Requirements ▸
Rewrite the entries below, putting "dot" wherever "marker" occurs and leaving everything else unchanged.

Records ▸
•••••

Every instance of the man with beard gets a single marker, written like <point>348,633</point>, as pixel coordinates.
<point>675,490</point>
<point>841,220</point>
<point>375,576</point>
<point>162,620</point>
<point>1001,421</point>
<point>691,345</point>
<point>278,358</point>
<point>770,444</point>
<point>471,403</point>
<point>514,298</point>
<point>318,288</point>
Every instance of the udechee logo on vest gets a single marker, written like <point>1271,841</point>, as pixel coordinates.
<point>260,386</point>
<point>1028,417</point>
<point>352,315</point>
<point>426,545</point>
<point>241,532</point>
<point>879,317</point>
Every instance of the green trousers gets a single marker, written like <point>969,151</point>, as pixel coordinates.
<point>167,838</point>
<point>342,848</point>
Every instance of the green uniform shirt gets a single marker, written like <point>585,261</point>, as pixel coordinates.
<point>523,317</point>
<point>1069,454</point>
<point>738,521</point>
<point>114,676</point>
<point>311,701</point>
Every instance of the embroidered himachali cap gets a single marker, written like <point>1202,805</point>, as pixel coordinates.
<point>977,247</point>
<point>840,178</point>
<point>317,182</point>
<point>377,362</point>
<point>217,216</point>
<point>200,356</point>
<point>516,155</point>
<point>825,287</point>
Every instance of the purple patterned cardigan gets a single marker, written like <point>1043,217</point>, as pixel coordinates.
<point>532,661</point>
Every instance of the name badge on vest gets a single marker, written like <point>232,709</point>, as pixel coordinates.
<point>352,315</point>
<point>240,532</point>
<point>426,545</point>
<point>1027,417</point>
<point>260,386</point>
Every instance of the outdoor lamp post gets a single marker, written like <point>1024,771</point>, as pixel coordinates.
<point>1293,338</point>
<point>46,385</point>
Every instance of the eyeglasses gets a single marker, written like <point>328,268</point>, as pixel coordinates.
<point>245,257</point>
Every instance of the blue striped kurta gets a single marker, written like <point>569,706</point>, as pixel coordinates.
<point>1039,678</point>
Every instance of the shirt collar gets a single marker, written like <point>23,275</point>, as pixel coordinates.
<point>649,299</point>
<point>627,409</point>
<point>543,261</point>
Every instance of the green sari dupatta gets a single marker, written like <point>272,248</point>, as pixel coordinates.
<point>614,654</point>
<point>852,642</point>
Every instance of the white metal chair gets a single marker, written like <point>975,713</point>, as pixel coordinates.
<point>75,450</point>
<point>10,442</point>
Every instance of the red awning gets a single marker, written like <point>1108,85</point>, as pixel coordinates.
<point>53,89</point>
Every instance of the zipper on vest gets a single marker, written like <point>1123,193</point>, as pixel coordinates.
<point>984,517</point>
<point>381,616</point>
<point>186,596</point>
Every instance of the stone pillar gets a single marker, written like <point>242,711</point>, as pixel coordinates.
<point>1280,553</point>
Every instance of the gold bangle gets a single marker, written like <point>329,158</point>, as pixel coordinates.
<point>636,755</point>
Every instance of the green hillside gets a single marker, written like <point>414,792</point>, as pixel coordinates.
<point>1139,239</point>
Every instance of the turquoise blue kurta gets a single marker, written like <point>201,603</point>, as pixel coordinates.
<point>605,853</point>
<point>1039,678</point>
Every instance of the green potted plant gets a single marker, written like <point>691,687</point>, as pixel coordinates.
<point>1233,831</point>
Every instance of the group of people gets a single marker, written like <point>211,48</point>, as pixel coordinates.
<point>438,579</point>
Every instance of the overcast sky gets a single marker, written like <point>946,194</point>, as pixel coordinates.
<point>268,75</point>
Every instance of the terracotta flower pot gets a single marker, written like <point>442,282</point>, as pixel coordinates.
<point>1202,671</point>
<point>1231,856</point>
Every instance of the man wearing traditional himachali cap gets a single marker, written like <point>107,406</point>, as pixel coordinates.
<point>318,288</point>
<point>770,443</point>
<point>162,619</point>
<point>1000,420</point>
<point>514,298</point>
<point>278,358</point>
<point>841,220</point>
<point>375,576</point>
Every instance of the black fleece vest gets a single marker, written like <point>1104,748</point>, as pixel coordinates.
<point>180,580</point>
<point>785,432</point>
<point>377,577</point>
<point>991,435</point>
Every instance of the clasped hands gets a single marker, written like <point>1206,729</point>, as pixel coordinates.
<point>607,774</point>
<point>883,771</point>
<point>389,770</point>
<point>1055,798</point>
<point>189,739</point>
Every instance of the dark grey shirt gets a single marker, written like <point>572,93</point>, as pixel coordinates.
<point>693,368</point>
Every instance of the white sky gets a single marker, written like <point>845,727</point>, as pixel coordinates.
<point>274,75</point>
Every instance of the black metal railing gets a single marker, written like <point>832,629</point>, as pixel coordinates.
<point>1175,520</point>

•••••

Complete answer ▸
Every instance of the man with beard gets a single dot, written like <point>348,633</point>, as pixel coordinates.
<point>675,490</point>
<point>841,220</point>
<point>375,576</point>
<point>162,620</point>
<point>1001,421</point>
<point>691,345</point>
<point>278,358</point>
<point>770,444</point>
<point>471,403</point>
<point>514,298</point>
<point>318,288</point>
Every instance of the udechee logo on vest gets a single dot, written like <point>1271,841</point>, as pixel coordinates.
<point>260,386</point>
<point>1028,417</point>
<point>352,315</point>
<point>426,545</point>
<point>241,532</point>
<point>879,317</point>
Every instance of the green trousers gets a single dot, written like <point>969,151</point>, as pixel coordinates.
<point>167,838</point>
<point>342,848</point>
Every instance of the green uniform shirt gets a single dot, written like <point>585,261</point>, as pixel coordinates.
<point>523,317</point>
<point>1069,454</point>
<point>738,521</point>
<point>114,676</point>
<point>311,701</point>
Every instance of the embroidered himachali cap gets a single dot, written like <point>1202,805</point>, as pixel coordinates.
<point>977,247</point>
<point>840,178</point>
<point>317,182</point>
<point>377,362</point>
<point>217,216</point>
<point>200,356</point>
<point>516,155</point>
<point>825,287</point>
Every instance of the purple patterned cardigan gets a single dot, written like <point>1043,217</point>, as pixel coordinates.
<point>532,661</point>
Every instance of the name badge on vest gets a single dot, written like <point>232,709</point>, as pixel coordinates.
<point>352,315</point>
<point>240,532</point>
<point>426,545</point>
<point>1027,417</point>
<point>260,386</point>
Every instance of the outdoor lamp post gets a single dot, written like <point>1024,771</point>, as pixel coordinates.
<point>1293,338</point>
<point>46,385</point>
Every instance of the eyeglasses gets a single dot, written like <point>328,268</point>, as pixel coordinates.
<point>245,257</point>
Every instance of the blue striped kurta gets a single dot, written like <point>569,706</point>, as pixel coordinates.
<point>1039,678</point>
Every instance of the shirt collar gets a single dot, written like <point>23,275</point>, as pixel coordinates.
<point>649,299</point>
<point>627,409</point>
<point>543,261</point>
Every instance of the green sari dupatta gets a single dot, written like <point>272,248</point>, as pixel coordinates.
<point>614,654</point>
<point>852,642</point>
Every instance of the white metal chair gets a single dot, written like <point>975,713</point>, as pixel coordinates.
<point>75,450</point>
<point>10,442</point>
Every instance of the red awning gets a single dot, written like <point>1108,85</point>, as pixel coordinates.
<point>53,89</point>
Every instance of the zipper on vest gets a single dot, written like <point>1123,193</point>, as pixel coordinates.
<point>984,517</point>
<point>381,616</point>
<point>186,596</point>
Every instance of the stone pillar gets a single dot, written like <point>242,711</point>, as pixel coordinates.
<point>1280,553</point>
Every instance of the gold bangle gets a single dot, written like <point>329,158</point>, as pixel coordinates.
<point>636,755</point>
Every instance of the green hillside gets a single dot, written like <point>414,792</point>, as pixel coordinates.
<point>1139,239</point>
Every instance of the turquoise blue kurta gets a single dot, written like <point>201,603</point>, as pixel coordinates.
<point>605,853</point>
<point>1039,678</point>
Every instance of the green potted plant gets a single dot, written like <point>691,687</point>, as pixel coordinates.
<point>1233,831</point>
Every instance of the group of people gets a single dot, written like <point>211,48</point>, as pixel coordinates.
<point>438,579</point>
Every instance of the overcast sky gets a single dot, written like <point>946,194</point>, as pixel coordinates.
<point>268,75</point>
Every instance of the terracotta flower pot gets a single dot, written like <point>442,282</point>, as pixel coordinates.
<point>1202,671</point>
<point>1231,856</point>
Every instance of the man wearing traditional himachali cap gets a single dot, written like <point>107,406</point>, as pixel coordinates.
<point>318,288</point>
<point>770,443</point>
<point>162,619</point>
<point>1000,420</point>
<point>514,298</point>
<point>278,358</point>
<point>841,220</point>
<point>375,576</point>
Every instance of the black fleece vest gets a single dot, written like <point>1104,748</point>, as pixel coordinates.
<point>180,580</point>
<point>785,432</point>
<point>377,577</point>
<point>991,435</point>
Every instance of the clasped hands gets a single dot, written like <point>1206,729</point>, as pixel coordinates.
<point>607,774</point>
<point>883,771</point>
<point>389,770</point>
<point>1055,798</point>
<point>189,739</point>
Every instance of the dark grey shirt gets a single dot, written like <point>572,93</point>, as pixel coordinates.
<point>693,368</point>
Every instance of the white sky gets a single dot, written like <point>845,727</point>, as pixel coordinates.
<point>274,75</point>
Every instance of the black metal railing gets a single dot, written like <point>832,629</point>, as pixel coordinates.
<point>1175,520</point>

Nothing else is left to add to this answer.